■ **Sorun**
Aşağıdaki Sandy kasırgası konulu yazıdan "- 778 Okunma" ile "ölümüne yol açtı." arasındaki bölümü, bu iki ifade de dahil olmak üzere, kelimesi kelimesine çıkarın.

=== Gösterilen metin ===

- 778 Okunma
- 6 Yorum
- 0 Beğeni
Sandy'yi 'Doğa'nın Gazabı' mı Sandınız?
Okuduğunuz yazı Günün Yazısı olarak seçilmiştir.
Sandy kasırgası hızı saatte 140 kilometreye yaklaşan rüzgar ve sağanak yağmur ile Karayiblerde onlarca kişinin ölümüne yol açtıktan sonra ABD’deki eyaletleri vurdu.
ABD’nin özellikle Doğu yakasındaki eyaletlerinde hayatı felce uğratan Sandy, çoğunluğu ağaç devrilmeleri sebebiyle ve biri Kanada’da olmak üzere 49 kişinin ölümüne yol açtı.
Sandy kasırgasının cep telefonu ile çekilmiş görüntülerini izledim. İlginçti; korkuyu izledim, dehşeti izledim. Kimi bağırarak, kimi şaşkınlıkla, kimi fısıltıyla, "oh my God" diyen insanların korkusuna ve hayretine şahit oldum.
Kimileri yaşanan bela ve musibetleri ’doğa’ya bağlıyor olsa da tümünü Allah yaratıyor. İnsan dehşete şahit olup izlerken, dilinden ve yüreğinden dökülen "oh my God", "oh mein Gott", "aman Allah’ım" kelimeleri oluyor.
Allah her olayı sebep-sonuç ilişkisi içinde yaratıyor ve bu yüzden pek çok insan bu olayları Allah’a değil, sebeplere bağlıyor. Oysa Rabbimiz bu olayları sebep kılarak, insanlara acizliklerini gösteriyor. Ve bütün bunlar aklını kullanabilenler için birer düşünme ve öğüt alma vesilesi oluyor. Kur’an bu konuda, "Yoksa gökte olanın üzerinize ’taş yağdıran (fırtınalı) bir rüzgar’ göndermeyeceğinden emin misiniz? Siz o takdirde Benim uyarmam nasılmış bilip-öğreneceksiniz." (Mülk Suresi, 16-17) gibi birçok ayetiyle uyarıda bulunuyor.
Yüce Allah verdiği musibet ve belalarla insanlara ölümün yakınlığını gösteriyor, dünyada varoluşlarının nedenlerini ve amaçlarını hatırlatıyor. Rabbimiz bu olaylarla aslında insanlara merhamet ediyor. Çünkü zorlukları, yaşayan ve şahit olan kişilerin dünya hayatının geçiciliğini ve her an sona erebileceğini kavramaları için yaratıyor.

=== Veri kümesi ===

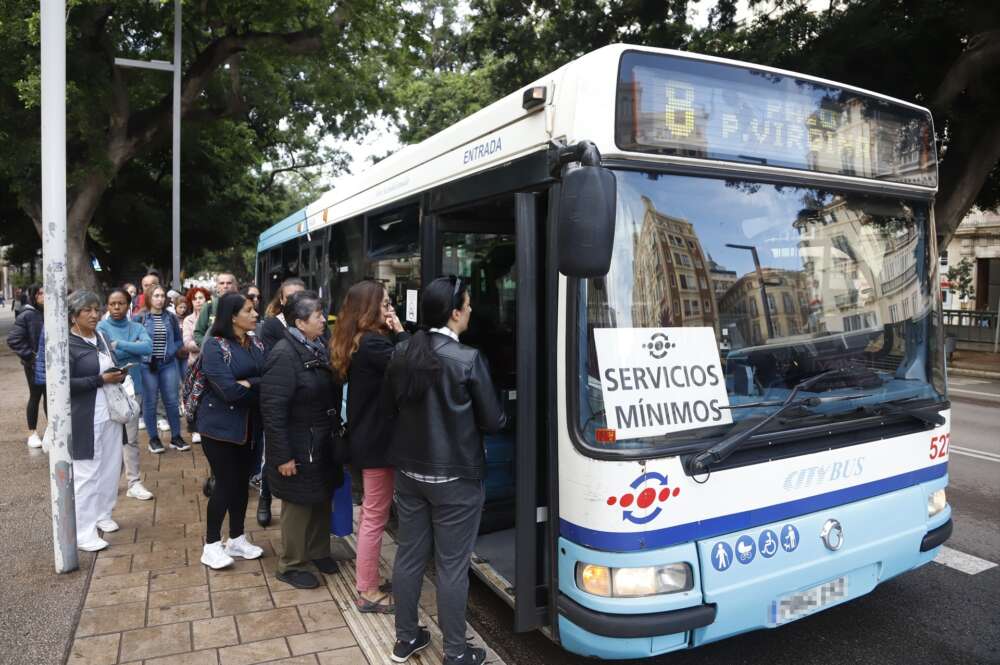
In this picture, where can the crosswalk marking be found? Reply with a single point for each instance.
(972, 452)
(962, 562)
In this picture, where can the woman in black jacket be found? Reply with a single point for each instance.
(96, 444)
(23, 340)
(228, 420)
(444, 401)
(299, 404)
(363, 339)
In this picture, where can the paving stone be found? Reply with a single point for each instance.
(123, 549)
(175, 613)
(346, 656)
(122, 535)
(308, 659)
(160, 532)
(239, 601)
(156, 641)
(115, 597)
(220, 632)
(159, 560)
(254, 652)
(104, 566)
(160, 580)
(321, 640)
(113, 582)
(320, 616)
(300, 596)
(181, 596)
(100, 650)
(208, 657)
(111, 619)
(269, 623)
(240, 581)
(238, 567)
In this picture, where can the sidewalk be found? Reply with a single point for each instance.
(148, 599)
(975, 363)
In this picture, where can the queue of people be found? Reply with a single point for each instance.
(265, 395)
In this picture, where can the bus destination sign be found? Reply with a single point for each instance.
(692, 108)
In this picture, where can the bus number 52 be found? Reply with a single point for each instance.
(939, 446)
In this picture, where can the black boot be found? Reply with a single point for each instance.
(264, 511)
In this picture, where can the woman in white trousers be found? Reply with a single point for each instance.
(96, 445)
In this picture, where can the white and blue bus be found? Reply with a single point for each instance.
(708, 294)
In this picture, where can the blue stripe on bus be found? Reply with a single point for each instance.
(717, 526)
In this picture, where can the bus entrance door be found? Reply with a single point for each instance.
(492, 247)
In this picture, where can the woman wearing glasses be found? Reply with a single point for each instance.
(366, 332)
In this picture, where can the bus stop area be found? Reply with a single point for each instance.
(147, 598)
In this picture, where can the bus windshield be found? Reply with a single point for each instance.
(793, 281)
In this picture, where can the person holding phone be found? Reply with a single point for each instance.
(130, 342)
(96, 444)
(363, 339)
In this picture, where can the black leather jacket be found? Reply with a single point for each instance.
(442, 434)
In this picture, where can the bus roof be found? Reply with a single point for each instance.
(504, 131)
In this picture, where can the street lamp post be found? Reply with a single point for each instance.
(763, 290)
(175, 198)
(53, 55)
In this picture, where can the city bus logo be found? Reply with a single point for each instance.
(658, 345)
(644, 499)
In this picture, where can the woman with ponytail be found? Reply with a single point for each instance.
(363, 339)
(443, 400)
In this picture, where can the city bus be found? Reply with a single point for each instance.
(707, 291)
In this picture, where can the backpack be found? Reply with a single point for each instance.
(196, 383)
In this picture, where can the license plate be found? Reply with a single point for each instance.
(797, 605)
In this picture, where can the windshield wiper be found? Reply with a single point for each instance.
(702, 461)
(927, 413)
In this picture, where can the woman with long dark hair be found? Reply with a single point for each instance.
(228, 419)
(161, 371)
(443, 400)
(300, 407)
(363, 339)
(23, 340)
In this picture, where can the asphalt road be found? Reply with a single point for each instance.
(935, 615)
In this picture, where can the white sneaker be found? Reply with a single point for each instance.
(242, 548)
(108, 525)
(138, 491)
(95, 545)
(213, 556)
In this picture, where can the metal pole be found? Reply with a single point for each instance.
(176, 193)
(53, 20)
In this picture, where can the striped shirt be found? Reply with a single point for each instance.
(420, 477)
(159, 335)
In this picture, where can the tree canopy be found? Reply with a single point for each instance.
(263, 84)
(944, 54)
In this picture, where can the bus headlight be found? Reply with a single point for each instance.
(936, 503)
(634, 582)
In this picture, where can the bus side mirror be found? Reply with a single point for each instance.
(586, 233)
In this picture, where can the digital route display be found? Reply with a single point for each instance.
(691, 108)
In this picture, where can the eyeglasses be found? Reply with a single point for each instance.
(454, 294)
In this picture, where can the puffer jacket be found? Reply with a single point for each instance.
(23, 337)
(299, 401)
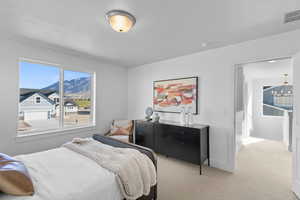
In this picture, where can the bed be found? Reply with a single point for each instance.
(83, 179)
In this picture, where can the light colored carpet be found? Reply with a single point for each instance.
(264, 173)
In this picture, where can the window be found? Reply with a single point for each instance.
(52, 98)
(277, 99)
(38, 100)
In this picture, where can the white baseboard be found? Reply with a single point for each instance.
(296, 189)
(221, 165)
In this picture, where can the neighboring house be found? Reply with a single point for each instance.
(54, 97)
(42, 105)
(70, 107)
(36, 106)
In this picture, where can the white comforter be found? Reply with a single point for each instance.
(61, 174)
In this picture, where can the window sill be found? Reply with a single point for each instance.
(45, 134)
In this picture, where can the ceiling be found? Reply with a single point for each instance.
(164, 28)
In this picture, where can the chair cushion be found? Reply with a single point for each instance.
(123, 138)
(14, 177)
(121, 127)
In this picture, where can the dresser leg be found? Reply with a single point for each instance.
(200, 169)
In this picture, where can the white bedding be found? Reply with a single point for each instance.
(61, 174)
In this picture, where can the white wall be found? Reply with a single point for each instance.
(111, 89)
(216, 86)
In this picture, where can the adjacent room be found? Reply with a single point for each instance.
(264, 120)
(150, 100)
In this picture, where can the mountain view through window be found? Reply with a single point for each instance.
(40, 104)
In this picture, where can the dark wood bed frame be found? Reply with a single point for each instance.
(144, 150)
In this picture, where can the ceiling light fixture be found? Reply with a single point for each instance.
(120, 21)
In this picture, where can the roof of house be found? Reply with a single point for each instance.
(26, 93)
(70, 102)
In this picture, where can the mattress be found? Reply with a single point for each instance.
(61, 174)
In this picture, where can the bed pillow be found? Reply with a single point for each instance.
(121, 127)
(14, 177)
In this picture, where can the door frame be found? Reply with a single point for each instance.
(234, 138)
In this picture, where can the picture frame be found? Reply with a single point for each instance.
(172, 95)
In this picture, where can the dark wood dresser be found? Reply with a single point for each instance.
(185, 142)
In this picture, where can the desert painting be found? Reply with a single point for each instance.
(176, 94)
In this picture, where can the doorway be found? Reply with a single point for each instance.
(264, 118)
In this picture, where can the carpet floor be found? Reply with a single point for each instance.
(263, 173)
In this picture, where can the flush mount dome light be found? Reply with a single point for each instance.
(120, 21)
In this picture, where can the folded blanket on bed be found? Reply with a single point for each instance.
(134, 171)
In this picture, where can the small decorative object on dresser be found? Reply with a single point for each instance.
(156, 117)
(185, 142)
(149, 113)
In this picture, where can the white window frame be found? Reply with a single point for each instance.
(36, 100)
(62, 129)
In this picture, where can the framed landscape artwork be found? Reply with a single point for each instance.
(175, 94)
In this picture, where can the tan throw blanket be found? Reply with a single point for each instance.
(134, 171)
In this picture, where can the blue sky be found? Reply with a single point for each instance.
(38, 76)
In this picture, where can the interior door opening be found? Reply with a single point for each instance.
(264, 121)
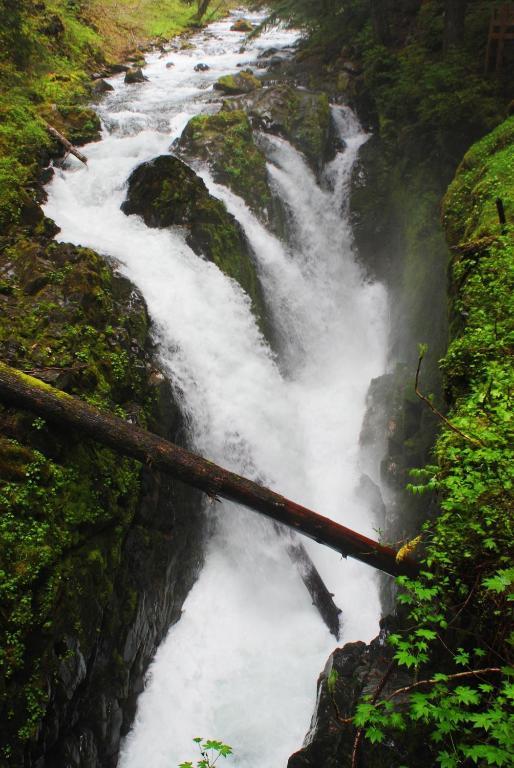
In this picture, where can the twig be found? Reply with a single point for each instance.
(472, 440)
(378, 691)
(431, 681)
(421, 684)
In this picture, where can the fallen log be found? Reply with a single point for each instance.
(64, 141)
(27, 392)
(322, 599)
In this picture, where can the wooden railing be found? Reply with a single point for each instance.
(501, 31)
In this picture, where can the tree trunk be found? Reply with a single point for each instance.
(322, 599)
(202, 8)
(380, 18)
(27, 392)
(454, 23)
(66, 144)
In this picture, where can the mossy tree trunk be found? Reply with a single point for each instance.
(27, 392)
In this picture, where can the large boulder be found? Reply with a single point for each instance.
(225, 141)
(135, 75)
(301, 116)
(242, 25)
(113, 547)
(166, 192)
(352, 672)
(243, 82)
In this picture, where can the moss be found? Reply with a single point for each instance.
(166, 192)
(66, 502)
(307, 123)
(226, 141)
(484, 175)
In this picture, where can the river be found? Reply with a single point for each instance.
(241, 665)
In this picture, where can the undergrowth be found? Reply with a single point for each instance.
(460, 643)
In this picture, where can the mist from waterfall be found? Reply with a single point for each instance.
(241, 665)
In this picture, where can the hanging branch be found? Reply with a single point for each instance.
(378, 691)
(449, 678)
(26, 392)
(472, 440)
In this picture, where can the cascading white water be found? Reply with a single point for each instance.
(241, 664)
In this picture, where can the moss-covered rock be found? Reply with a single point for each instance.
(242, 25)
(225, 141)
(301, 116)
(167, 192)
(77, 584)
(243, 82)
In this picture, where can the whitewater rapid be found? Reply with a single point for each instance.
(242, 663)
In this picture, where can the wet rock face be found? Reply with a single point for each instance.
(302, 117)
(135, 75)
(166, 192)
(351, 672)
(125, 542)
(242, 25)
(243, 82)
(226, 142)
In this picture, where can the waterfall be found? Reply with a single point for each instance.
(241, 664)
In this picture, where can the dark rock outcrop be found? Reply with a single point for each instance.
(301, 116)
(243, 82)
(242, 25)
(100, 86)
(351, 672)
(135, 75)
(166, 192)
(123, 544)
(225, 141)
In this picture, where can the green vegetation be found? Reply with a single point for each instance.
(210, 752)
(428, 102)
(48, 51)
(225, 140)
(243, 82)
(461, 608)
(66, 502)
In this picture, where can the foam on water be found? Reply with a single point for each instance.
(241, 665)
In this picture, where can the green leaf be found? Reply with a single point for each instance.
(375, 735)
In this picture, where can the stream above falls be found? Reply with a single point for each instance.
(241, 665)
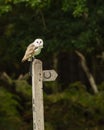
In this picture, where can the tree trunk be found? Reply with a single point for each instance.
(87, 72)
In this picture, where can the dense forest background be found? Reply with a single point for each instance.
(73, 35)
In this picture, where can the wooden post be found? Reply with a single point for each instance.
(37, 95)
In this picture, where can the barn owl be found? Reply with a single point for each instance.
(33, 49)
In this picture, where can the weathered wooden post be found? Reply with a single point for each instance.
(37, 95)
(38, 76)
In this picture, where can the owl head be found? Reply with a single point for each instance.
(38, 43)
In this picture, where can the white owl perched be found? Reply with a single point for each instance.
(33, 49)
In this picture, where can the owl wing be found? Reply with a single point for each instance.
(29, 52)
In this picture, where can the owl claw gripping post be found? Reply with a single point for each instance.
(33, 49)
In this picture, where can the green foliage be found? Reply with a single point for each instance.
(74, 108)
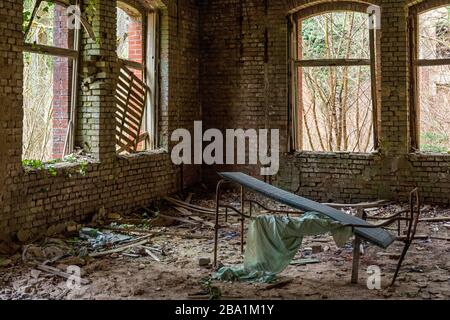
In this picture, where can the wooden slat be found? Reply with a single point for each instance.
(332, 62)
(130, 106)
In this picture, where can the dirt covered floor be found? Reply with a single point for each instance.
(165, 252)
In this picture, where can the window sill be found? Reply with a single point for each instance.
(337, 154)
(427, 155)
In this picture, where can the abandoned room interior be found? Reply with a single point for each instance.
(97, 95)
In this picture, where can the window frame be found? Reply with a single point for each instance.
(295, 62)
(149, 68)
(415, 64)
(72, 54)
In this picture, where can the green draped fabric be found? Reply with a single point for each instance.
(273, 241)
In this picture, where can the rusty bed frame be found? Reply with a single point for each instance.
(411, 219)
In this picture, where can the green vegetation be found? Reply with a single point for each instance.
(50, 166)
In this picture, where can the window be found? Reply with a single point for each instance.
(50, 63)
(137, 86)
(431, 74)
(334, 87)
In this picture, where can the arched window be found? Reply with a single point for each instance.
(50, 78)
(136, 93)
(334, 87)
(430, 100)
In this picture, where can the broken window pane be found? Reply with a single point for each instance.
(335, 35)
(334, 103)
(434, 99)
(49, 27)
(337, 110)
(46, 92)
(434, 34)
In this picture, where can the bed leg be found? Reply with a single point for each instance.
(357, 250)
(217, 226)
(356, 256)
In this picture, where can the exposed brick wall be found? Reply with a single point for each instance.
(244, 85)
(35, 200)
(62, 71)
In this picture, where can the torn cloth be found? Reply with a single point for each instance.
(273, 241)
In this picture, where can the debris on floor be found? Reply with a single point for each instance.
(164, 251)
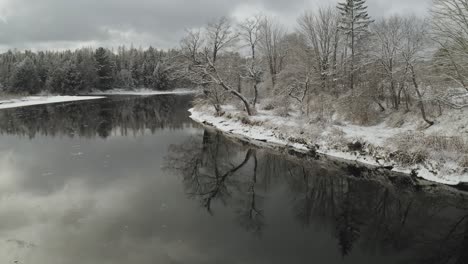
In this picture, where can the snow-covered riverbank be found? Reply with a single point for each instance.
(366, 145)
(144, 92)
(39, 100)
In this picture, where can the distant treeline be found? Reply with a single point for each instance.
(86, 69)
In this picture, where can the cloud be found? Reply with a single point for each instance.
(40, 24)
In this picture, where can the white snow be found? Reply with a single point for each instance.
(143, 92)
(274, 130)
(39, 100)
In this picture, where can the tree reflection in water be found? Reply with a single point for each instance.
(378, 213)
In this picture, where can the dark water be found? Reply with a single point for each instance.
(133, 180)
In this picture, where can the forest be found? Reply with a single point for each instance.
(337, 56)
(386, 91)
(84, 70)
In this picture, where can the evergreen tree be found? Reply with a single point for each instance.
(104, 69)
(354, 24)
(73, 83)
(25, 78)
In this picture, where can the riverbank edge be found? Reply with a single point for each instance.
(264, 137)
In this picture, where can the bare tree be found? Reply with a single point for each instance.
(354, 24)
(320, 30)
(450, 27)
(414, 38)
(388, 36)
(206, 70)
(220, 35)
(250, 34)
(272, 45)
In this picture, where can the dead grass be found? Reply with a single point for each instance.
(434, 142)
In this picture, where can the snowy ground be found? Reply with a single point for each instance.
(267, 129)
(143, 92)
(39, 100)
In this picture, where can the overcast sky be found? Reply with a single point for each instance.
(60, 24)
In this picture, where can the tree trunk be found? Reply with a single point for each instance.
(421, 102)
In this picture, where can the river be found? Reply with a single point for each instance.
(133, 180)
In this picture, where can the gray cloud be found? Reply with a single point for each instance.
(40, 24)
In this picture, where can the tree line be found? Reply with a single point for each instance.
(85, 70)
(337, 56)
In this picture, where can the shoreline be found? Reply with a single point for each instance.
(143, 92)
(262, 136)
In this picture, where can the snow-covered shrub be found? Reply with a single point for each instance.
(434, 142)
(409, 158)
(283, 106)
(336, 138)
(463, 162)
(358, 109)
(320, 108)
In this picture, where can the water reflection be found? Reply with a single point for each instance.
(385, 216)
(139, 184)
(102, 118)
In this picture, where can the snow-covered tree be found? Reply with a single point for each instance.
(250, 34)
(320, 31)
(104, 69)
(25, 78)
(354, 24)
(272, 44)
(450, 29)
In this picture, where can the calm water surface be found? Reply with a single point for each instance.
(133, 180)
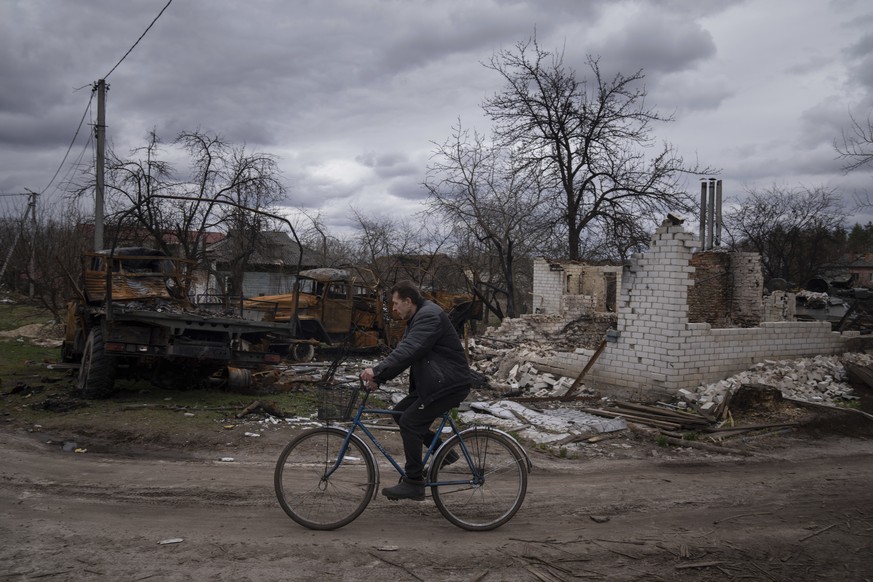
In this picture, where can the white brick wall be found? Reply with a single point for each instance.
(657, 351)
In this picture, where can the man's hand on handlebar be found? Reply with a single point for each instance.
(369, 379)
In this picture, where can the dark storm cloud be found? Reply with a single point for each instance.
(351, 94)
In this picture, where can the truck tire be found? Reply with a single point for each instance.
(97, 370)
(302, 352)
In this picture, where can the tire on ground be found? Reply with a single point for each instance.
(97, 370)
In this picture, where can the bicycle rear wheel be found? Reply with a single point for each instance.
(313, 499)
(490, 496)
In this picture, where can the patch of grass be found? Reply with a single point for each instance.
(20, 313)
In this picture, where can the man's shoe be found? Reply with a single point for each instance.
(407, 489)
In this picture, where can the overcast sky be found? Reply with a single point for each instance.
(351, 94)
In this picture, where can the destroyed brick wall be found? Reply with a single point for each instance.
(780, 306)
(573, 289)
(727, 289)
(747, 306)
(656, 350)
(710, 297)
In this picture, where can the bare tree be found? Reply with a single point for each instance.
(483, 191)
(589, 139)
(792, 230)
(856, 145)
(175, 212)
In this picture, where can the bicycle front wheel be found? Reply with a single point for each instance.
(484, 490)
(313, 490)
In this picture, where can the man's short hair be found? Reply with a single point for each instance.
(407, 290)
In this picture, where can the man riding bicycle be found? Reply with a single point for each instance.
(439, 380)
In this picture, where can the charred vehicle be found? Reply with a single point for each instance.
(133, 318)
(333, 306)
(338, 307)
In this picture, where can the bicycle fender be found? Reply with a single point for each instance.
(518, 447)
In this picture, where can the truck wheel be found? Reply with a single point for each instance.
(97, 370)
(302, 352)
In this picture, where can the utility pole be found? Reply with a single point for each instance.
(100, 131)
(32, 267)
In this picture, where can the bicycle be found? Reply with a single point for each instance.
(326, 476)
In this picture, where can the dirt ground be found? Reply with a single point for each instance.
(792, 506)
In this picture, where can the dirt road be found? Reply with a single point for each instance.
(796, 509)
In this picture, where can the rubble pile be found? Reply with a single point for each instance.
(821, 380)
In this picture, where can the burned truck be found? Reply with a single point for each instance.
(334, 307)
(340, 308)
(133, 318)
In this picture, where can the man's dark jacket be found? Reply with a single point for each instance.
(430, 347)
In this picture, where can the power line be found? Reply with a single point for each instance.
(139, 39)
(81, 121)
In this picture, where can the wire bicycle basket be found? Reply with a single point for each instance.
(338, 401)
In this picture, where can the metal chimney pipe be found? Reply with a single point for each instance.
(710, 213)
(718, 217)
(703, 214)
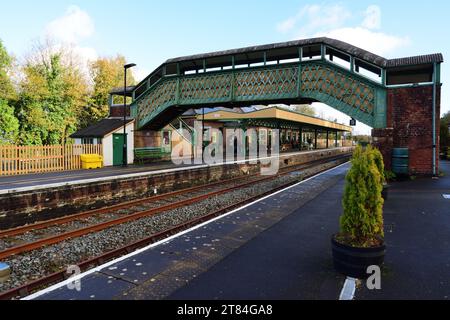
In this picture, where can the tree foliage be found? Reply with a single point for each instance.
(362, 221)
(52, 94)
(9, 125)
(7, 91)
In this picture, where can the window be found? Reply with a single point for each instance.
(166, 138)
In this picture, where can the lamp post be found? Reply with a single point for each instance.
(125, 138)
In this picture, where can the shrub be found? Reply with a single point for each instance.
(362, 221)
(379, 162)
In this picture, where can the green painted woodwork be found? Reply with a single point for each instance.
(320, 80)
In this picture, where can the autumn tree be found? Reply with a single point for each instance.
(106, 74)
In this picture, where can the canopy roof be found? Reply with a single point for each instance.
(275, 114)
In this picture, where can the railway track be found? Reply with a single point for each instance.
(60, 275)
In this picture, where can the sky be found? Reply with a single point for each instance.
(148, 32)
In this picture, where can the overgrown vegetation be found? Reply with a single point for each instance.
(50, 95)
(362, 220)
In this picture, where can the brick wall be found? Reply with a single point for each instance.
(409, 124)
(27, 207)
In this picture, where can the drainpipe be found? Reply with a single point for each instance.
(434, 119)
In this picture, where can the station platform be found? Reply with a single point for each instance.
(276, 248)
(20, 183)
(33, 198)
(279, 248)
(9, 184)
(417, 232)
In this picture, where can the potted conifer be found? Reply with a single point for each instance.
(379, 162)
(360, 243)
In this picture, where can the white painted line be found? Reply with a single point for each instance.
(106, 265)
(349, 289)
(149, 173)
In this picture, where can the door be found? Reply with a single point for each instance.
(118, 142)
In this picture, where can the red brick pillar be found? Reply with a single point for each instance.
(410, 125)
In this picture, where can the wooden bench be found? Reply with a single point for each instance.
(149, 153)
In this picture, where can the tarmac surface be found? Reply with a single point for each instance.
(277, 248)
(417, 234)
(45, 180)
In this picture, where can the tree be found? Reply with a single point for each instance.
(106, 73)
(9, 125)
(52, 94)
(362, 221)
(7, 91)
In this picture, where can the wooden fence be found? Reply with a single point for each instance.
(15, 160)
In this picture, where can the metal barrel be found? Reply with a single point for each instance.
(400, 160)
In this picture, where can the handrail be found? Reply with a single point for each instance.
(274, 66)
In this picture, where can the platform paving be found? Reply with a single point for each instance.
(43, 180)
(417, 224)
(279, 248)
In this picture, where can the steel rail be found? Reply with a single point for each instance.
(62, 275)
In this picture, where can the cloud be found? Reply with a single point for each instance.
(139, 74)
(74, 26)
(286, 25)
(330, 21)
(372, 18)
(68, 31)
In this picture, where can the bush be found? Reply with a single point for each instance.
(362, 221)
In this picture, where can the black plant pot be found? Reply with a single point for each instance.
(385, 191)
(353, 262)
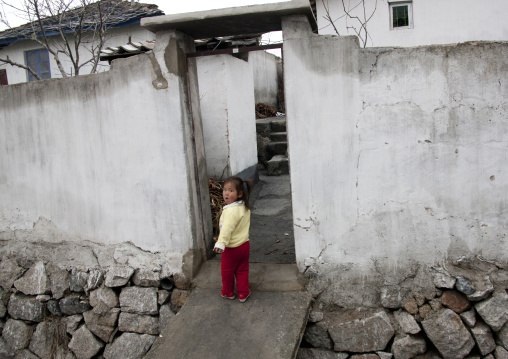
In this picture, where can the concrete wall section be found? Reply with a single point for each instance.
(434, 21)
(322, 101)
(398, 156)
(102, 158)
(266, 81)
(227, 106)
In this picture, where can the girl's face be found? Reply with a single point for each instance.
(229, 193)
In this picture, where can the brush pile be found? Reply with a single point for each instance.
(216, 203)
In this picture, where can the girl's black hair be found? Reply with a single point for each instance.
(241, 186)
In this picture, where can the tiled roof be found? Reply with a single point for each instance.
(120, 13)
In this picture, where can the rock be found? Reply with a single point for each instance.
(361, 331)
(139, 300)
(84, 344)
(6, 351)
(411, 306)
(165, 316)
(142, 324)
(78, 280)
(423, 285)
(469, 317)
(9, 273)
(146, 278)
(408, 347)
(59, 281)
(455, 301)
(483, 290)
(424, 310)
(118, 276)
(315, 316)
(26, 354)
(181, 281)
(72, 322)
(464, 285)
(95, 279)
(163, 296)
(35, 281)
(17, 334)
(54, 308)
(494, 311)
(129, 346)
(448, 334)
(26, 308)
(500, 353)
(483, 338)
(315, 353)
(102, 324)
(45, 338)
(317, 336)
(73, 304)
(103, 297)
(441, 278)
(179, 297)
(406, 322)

===

■ **Görevin yanıtı**
- 778 Okunma
- 6 Yorum
- 0 Beğeni
Sandy'yi 'Doğa'nın Gazabı' mı Sandınız?
Okuduğunuz yazı Günün Yazısı olarak seçilmiştir.
Sandy kasırgası hızı saatte 140 kilometreye yaklaşan rüzgar ve sağanak yağmur ile Karayiblerde onlarca kişinin ölümüne yol açtıktan sonra ABD’deki eyaletleri vurdu.
ABD’nin özellikle Doğu yakasındaki eyaletlerinde hayatı felce uğratan Sandy, çoğunluğu ağaç devrilmeleri sebebiyle ve biri Kanada’da olmak üzere 49 kişinin ölümüne yol açtı.